-- Problem requirements --
Copy exactly the lines of the data below, beginning with the line with "column 178, row 253" and ending with the line with "column 175, row 282". Pictures are to be omitted.

------------

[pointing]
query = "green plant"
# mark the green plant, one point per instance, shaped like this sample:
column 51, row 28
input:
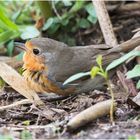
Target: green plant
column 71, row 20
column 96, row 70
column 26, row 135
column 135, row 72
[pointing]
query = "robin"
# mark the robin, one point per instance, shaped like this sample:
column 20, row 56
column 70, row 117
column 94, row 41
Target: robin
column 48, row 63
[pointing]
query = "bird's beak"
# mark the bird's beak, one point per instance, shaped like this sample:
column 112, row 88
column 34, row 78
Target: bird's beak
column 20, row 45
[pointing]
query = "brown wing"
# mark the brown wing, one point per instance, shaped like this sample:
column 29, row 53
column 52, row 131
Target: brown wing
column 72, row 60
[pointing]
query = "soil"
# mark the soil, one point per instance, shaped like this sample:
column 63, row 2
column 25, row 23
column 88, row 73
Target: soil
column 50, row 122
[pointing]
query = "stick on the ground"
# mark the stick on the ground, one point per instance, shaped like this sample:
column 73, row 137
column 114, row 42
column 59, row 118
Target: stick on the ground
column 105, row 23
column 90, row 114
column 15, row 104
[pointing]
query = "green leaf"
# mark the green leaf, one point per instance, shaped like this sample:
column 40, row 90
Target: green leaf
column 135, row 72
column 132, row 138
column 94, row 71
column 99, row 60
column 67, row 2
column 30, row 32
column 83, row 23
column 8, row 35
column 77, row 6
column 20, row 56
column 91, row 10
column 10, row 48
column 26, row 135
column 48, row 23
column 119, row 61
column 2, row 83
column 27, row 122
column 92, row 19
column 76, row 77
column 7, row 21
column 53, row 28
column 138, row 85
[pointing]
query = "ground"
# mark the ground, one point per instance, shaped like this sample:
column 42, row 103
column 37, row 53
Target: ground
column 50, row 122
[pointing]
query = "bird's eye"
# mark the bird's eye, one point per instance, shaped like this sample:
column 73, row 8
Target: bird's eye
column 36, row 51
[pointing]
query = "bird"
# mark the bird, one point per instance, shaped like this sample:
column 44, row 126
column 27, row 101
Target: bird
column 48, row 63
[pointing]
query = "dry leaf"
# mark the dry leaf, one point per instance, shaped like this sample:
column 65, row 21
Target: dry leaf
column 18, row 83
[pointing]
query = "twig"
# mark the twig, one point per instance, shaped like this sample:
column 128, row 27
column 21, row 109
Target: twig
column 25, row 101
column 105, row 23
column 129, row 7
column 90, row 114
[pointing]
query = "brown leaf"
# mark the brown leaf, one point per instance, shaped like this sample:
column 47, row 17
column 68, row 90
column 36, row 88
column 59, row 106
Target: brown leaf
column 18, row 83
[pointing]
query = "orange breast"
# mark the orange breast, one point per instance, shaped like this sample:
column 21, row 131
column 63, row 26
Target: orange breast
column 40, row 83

------------

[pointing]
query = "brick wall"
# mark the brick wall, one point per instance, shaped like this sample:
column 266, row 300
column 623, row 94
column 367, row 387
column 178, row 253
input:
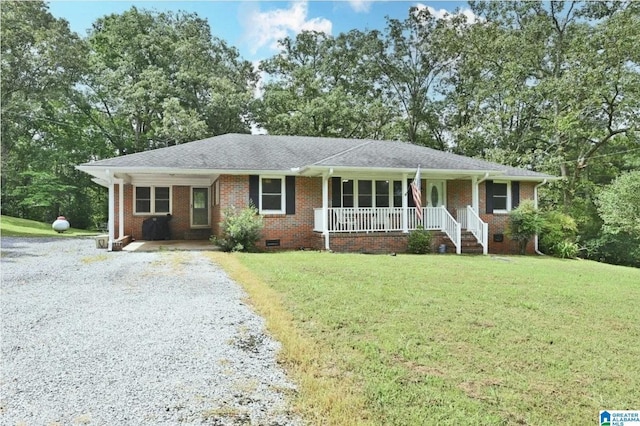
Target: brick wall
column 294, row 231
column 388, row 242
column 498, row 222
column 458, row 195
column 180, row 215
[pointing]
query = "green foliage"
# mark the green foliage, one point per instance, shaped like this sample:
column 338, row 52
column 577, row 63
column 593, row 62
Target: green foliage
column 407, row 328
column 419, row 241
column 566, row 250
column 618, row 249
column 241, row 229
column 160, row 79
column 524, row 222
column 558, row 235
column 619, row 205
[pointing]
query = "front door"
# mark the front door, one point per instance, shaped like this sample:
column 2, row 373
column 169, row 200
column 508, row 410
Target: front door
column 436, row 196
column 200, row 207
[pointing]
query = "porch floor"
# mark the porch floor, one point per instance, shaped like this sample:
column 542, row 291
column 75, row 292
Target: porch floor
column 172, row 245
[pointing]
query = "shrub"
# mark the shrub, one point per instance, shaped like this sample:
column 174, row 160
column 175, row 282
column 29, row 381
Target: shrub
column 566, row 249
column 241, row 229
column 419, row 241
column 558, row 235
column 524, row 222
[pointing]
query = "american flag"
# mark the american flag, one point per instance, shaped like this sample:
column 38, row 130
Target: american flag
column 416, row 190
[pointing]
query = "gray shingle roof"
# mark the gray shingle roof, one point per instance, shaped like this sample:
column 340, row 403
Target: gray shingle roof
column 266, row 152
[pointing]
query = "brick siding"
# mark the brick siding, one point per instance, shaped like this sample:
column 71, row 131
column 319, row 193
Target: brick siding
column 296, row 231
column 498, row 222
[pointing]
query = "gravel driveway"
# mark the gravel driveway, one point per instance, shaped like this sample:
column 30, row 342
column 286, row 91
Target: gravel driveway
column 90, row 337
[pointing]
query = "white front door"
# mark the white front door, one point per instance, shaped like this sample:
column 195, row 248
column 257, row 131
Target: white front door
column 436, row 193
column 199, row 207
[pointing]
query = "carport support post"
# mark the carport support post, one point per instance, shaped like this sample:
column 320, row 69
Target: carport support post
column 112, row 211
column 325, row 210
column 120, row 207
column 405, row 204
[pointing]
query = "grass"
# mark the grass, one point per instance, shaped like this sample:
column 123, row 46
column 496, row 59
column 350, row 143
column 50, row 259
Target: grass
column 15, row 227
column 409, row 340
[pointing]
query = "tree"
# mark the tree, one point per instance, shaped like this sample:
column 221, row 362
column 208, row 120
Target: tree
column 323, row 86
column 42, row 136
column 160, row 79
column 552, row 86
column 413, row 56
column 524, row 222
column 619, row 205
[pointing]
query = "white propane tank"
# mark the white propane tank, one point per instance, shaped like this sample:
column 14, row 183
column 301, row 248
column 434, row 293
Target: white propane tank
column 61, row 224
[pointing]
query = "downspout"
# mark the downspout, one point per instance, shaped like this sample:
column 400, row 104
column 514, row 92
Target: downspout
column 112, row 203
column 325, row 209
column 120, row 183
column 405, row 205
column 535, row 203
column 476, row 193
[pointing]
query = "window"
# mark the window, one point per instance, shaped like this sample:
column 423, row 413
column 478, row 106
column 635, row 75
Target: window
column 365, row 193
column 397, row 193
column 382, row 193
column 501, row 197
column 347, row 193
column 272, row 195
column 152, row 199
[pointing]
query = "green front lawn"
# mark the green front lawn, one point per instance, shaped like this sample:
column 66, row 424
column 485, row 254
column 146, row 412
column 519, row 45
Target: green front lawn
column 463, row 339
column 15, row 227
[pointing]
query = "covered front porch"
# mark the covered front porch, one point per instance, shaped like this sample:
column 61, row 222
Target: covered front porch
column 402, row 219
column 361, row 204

------------

-- Answer space --
column 178, row 253
input:
Target: brick wall
column 294, row 231
column 388, row 242
column 498, row 222
column 458, row 195
column 180, row 215
[pointing]
query = "green foliage"
# mark the green foliage, one point per instance, shaped like this sample:
column 338, row 52
column 577, row 63
column 593, row 62
Target: green foliage
column 407, row 328
column 419, row 241
column 566, row 250
column 618, row 249
column 241, row 229
column 160, row 79
column 524, row 222
column 558, row 235
column 619, row 205
[pointing]
query = "front door"
# mark the front door, one point per instance, shaped like this sample:
column 2, row 373
column 169, row 200
column 508, row 410
Target: front door
column 436, row 196
column 200, row 207
[pointing]
query = "porch floor"
# mark the porch floor, one point per instance, shaped like this sample:
column 542, row 291
column 75, row 292
Target: porch floor
column 172, row 245
[pointing]
query = "shrub"
# mark the shrub, one point per instance, shaped like this sample:
column 174, row 160
column 175, row 282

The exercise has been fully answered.